**REQUIRED TASK 1**
Reproduce the whole Poeppel Corner text below word for word.

Poeppel Corner (1880), marking the south-western extension of Queensland's border with South Australia, is important in demonstrating the priority placed on clear border demarcation by the governments of Queensland and South Australia. Set borders were an important part of colonial economic and administrative development, providing certainty for governments and pastoralists, and enabling the collection of customs duties.

Poeppel Corner is the result of early cooperation between Australian colonies and provides lasting evidence of the feat of endurance which marking the Queensland-South Australia border involved.

Criterion FThe place is important in demonstrating a high degree of creative or technical achievement at a particular period.

Poeppel Corner represents the culmination of a difficult feat of geodetic surveying and is an early application of this branch of surveying in Queensland.

Criterion GThe place has a strong or special association with a particular community or cultural group for social, cultural or spiritual reasons.

Poeppel Corner is important to the Australian community as a geographical and cultural landmark, and is a well-known tourist attraction.

Criterion HThe place has a special association with the life or work of a particular person, group or organisation of importance in Queensland’s history.

Poeppel Corner has an important association with the life and career of Augustus Poeppel (1839-91) and Lawrence Allen Wells (1860-1938), who later surveyed the Queensland-Northern Territory border and whose work contributed to the opening-up of outback Australia for European settlement.


Poeppel Corner, marked in 1880 during the official survey of the western section of the border between Queensland and South Australian undertaken in 1879-80, defines the most westerly corner between Queensland and South Australia. Its marking was a surveying feat of its time.

(Entries of labeled points)
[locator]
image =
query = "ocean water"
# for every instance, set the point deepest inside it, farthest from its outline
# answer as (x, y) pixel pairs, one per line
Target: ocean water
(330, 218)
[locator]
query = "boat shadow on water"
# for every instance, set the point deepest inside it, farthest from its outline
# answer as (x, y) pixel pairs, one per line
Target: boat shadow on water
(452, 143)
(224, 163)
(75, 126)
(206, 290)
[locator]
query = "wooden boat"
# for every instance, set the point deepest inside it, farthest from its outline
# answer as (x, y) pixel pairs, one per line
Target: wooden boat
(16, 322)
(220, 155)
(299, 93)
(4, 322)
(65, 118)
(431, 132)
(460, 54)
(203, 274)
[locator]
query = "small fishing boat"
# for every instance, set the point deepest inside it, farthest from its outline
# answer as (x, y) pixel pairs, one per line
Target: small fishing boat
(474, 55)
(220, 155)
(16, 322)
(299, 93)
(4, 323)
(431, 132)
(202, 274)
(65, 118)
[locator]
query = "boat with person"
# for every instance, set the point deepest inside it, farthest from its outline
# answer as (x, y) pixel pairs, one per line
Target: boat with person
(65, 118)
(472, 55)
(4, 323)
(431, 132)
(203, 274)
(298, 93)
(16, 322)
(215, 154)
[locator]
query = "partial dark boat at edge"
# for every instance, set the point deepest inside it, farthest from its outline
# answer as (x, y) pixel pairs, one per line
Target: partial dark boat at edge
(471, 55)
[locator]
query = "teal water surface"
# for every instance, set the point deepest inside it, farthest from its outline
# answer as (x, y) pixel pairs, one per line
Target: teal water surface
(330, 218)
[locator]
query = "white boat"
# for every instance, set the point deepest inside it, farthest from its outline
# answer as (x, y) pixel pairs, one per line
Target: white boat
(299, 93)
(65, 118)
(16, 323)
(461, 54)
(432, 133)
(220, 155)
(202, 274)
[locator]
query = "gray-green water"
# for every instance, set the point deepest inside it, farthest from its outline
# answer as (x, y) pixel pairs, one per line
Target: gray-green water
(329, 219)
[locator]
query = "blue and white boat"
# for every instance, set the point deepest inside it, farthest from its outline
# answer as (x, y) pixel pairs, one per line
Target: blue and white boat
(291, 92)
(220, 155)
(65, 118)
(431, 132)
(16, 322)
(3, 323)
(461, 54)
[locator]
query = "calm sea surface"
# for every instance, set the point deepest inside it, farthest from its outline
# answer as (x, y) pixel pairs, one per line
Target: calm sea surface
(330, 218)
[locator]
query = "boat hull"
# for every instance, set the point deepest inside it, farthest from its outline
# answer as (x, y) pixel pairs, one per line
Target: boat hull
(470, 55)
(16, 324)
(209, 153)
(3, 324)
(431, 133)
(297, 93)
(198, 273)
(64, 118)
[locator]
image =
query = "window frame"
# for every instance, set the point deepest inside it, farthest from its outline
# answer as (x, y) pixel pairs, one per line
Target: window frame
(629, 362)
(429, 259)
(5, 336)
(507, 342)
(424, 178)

* * *

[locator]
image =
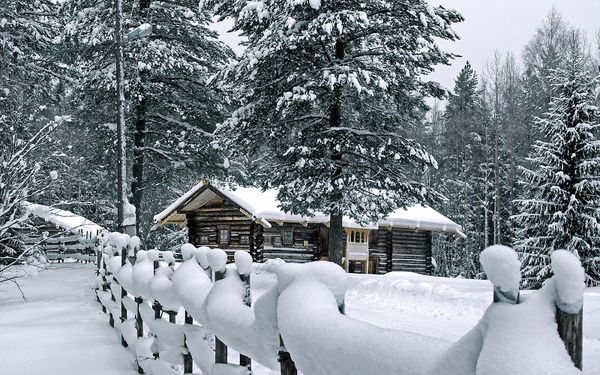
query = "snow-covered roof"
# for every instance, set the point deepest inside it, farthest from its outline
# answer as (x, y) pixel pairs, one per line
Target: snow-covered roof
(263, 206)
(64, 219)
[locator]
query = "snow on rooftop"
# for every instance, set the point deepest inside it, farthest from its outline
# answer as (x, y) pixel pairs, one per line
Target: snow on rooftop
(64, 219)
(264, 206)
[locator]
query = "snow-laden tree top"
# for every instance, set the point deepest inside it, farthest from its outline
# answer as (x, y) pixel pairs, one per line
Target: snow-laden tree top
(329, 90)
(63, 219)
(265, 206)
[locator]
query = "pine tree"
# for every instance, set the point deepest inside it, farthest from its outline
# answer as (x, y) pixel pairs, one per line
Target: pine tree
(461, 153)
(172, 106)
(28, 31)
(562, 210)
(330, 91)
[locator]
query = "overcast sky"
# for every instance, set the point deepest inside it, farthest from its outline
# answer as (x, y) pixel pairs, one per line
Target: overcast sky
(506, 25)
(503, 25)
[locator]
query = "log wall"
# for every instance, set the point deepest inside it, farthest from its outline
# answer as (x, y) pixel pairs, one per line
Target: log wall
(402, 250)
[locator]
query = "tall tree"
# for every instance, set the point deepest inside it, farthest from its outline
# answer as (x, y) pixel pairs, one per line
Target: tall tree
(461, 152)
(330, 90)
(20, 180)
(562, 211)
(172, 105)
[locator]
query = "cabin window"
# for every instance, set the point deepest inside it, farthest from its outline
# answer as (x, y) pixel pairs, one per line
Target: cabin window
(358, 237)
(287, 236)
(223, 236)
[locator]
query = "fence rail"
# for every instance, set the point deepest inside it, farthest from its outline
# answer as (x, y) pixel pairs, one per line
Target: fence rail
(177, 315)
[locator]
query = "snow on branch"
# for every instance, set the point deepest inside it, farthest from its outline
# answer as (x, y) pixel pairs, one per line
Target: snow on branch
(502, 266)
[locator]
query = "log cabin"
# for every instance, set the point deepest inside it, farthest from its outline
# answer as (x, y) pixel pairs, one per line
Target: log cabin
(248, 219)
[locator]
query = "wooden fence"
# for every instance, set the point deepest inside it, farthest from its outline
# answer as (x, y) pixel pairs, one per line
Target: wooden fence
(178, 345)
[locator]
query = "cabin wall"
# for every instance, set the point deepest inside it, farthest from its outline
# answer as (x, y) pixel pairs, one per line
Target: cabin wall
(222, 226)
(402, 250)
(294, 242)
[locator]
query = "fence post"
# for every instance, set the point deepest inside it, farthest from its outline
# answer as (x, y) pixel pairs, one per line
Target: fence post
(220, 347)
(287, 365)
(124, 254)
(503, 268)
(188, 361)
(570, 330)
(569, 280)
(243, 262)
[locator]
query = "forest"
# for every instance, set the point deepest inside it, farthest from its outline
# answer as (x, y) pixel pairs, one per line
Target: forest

**REQUIRED TASK 2**
Pick out every line of the entries above that contains the string "wooden", matching its case.

**COMPLETE ANSWER 1**
Poeppel Corner (1880), marking the south-western extension of Queensland's border with South Australia, is important in demonstrating the priority placed on clear border demarcation by the governments of Queensland and South Australia. Set borders were an important part of colonial economic and administrative development, providing certainty for governments and pastoralists, and enabling the collection of customs duties.

Poeppel Corner is the result of early cooperation between Australian colonies and provides lasting evidence of the feat of endurance which marking the Queensland-South Australia border involved.

Criterion FThe place is important in demonstrating a high degree of creative or technical achievement at a particular period.

Poeppel Corner represents the culmination of a difficult feat of geodetic surveying and is an early application of this branch of surveying in Queensland.

Criterion GThe place has a strong or special association with a particular community or cultural group for social, cultural or spiritual reasons.

Poeppel Corner is important to the Australian community as a geographical and cultural landmark, and is a well-known tourist attraction.

Criterion HThe place has a special association with the life or work of a particular person, group or organisation of importance in Queensland’s history.

Poeppel Corner has an important association with the life and career of Augustus Poeppel (1839-91) and Lawrence Allen Wells (1860-1938), who later surveyed the Queensland-Northern Territory border and whose work contributed to the opening-up of outback Australia for European settlement.


Poeppel Corner, marked in 1880 during the official survey of the western section of the border between Queensland and South Australian undertaken in 1879-80, defines the most westerly corner between Queensland and South Australia. Its marking was a surveying feat of its time.

**COMPLETE ANSWER 2**
query = "wooden boat"
Target: wooden boat
query = "wooden fence"
Target: wooden fence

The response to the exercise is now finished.